Ich würde gerne einmal wieder verreisen oder Leute treffen,aber die Angst,wie komme ich von wo wieder nach Hause,ist groß.
Nach meiner Meinung wird Corona unser Leben noch lange in unserem Alltag
beeinflussen,ich glaube,da helfen 3G,2G und weitere Maßnahmen wenig,unser Leben wieder normal zu gestalten.Und damit ist das,was ich als mein Leben bezeichne,nicht mehr kreativ oder selbstbestimmt.

Luise Bortenschlager 06.04.2021, 17:47 Uhr:
Ich bin 83 Jahre und seit 12 Monaten in gezwungener Isolation, es ist wie in untersuchungshaft, wartend auf ein Urteil - Tod oder Leben. Ich hatte sehr viele Kontakte in und mit Gruppen verschiedenster Art. Alles ist weggefallen. Das einzige was geblieben ist sind Spaziergänge, aber allein!! Ich werde zu Hause träge und faul. Das ewige Alleinsein, keine Anregungen durch die Gruppen, die besuche bei Freundinnen dürfen nicht stattfinden. Jetzt warte ich auf den 2. Impftermin, und hoffe, das dann wieder Besuche sein dürfen. Meine Freude ist verhalten. Wer weiß was bis dahin wieder alles passiert - ein neuer Lockdown? Ich habe mir in dieser Zeit Internett angeschafft und gelernt damit umzugehen. Persönliche Kontakte d,h, Begegnungen mit Freundinnen wären m,ir lieber. "Alles wirkliche Leben ist Begegnung" Martin Buber. Ich wünsche mir das das bald wieder stattfinden kann. Luise Bortenschlager.

════════

_Aufgabe:_ Wie lange ist Luise Bortenschlager laut dem vorliegenden Text schon in gezwungener Isolation?

_Gegebene Daten:_
════════

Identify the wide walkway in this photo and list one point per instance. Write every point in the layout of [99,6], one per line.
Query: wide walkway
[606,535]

════════

_Antwort:_ Seit 12 Monaten.